Gekozen fragment |

====================

De heffingsambtenaar heeft met door hem aangevoerde vergelijkingsobjecten aannemelijk gemaakt dat de waarde van de woning niet te hoog is vastgesteld. De rechtbank is gelet op het voorgaande van oordeel dat de door de heffingsambtenaar voor de woning, per de waardepeildatum 1 januari 2019, vastgestelde waarde van € 244.000 niet te hoog is.
3. Ten aanzien van de door eiser bepleite waarde is de rechtbank van oordeel dat eiser niet door middel van toetsbare en verifieerbare gegevens inzichtelijk heeft gemaakt hoe eiser tot de door hem bepleite waarde is gekomen, zodat de rechtbank tot de conclusie komt dat eiser zijn beoogde waarde niet aannemelijk heeft gemaakt. Eiser heeft ter onderbouwing daarvan weliswaar (verkoop)gegevens van de in overweging 2.3. genoemde objecten aangedragen, ten aanzien waarvan hij overigens niet bestrijdt dat [adres] niet bruikbaar is nu sprake is van een familieverkoop, maar hij heeft op geen enkele wijze inzichtelijk gemaakt hoe die gegevens zijn waardestandpunt onderbouwen.

====================

Getoonde gegevens |
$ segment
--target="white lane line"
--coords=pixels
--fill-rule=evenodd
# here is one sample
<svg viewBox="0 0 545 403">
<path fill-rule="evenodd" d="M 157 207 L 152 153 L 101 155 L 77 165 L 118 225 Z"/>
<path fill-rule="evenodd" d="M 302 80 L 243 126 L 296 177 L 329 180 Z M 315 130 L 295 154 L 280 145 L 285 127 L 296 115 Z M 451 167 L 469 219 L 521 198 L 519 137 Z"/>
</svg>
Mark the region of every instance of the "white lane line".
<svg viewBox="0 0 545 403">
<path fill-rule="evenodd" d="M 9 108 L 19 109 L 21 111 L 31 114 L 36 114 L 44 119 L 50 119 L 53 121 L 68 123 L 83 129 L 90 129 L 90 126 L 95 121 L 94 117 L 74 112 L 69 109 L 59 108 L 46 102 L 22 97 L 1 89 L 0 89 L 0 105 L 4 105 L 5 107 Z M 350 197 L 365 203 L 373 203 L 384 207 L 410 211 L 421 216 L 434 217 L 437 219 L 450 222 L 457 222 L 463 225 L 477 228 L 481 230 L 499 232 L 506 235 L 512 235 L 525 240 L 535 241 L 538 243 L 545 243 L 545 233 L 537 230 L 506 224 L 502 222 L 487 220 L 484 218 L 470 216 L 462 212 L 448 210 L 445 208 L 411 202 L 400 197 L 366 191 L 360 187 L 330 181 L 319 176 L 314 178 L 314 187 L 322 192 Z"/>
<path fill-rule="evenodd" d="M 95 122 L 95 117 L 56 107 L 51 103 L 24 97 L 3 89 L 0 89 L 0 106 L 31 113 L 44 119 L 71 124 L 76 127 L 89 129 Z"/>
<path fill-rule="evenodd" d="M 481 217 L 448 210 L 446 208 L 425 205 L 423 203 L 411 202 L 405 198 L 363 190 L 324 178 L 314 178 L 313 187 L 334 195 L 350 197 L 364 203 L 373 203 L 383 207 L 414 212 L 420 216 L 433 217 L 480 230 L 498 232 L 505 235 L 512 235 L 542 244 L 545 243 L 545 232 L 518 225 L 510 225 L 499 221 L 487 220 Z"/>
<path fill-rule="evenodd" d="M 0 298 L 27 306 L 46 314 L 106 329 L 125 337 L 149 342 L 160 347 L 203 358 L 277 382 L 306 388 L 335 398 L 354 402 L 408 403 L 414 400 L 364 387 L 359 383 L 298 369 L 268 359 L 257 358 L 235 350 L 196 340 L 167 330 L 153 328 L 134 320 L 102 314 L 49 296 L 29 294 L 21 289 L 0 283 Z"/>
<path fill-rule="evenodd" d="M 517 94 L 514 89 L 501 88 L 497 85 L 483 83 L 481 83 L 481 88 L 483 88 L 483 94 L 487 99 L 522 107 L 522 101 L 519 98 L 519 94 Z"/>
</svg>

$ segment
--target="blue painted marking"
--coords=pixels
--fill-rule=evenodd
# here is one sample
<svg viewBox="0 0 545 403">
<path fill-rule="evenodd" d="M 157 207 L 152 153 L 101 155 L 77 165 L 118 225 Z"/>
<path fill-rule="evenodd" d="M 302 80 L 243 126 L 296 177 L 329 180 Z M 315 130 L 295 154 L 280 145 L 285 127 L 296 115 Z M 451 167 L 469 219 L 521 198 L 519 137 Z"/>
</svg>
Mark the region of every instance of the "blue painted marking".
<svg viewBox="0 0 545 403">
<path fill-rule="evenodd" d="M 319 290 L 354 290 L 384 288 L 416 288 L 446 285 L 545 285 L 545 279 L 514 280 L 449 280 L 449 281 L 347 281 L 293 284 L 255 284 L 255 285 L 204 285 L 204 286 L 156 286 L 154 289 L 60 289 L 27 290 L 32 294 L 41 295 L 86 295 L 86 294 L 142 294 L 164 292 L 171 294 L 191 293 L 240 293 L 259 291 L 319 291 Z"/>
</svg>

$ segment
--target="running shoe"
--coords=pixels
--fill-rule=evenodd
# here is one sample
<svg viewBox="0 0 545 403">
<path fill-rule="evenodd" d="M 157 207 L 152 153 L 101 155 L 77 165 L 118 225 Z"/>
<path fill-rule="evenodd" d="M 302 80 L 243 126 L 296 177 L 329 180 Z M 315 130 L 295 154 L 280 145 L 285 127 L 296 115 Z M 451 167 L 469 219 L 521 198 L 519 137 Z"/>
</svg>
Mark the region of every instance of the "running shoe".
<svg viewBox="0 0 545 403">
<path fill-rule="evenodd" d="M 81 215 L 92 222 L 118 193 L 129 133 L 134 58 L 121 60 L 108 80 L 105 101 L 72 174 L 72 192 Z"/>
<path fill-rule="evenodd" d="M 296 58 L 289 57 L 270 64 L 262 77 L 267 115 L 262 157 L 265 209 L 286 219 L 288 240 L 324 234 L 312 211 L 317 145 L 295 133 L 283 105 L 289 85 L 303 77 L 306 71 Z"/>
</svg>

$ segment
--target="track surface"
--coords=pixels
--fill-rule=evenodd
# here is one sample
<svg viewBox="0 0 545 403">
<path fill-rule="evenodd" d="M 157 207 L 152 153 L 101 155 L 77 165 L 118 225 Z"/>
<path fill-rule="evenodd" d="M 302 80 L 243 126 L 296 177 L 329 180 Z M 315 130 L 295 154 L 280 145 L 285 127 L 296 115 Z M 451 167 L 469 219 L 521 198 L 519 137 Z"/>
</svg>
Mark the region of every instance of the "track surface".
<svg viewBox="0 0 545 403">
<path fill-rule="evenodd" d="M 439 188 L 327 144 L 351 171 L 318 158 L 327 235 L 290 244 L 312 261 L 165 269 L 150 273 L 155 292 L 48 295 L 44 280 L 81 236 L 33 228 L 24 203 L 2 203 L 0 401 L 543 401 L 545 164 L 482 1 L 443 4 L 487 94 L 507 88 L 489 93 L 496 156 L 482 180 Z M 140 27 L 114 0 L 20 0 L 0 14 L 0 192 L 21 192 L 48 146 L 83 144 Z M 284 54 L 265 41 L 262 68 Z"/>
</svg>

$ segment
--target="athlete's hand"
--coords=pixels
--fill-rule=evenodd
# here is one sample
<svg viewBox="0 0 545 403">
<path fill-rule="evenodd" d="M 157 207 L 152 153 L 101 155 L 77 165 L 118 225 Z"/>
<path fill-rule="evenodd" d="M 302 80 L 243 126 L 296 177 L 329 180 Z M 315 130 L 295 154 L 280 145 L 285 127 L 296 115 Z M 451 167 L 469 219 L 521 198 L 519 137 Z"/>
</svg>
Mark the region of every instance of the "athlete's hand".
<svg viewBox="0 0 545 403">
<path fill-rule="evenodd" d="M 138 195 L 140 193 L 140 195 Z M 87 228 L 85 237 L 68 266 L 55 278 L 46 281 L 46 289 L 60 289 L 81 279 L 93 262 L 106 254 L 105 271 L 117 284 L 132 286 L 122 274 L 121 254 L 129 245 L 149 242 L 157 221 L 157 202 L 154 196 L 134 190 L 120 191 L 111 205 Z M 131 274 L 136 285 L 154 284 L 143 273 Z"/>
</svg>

====================

Opdrachten |
(1) Noem elke procespartij of instantie die in het fragment over de woningwaarde voorkomt.
(2) Pak het fragment over de woningwaarde alsjeblieft weer op en schrijf het verder vanaf de laatste zin.

Antwoorden |
(1) De heffingsambtenaar, de rechtbank en eiser.

(2)
4. Het beroep is ongegrond. Voor een proceskostenveroordeling bestaat geen aanleiding.

Beslissing

De rechtbank verklaart het beroep ongegrond.
Deze uitspraak is gedaan door mr. A.F. Vink, rechter, in aanwezigheid van M. Brok, griffier. De uitspraak is in het openbaar geschied op 11 februari 2022.
griffier rechter
Afschrift verzonden aan partijen op:

Rechtsmiddel

Tegen deze uitspraak kan binnen zes weken na de dag van verzending daarvan hoger beroep worden ingesteld bij het gerechtshof te 's-Hertogenbosch.

Voetnoten

1.Rechtbank Oost-Brabant 21 december 2021, ECLI:NL:RBOBR:2021:6599 en ECLI:NL:RBOBR:2021:6804.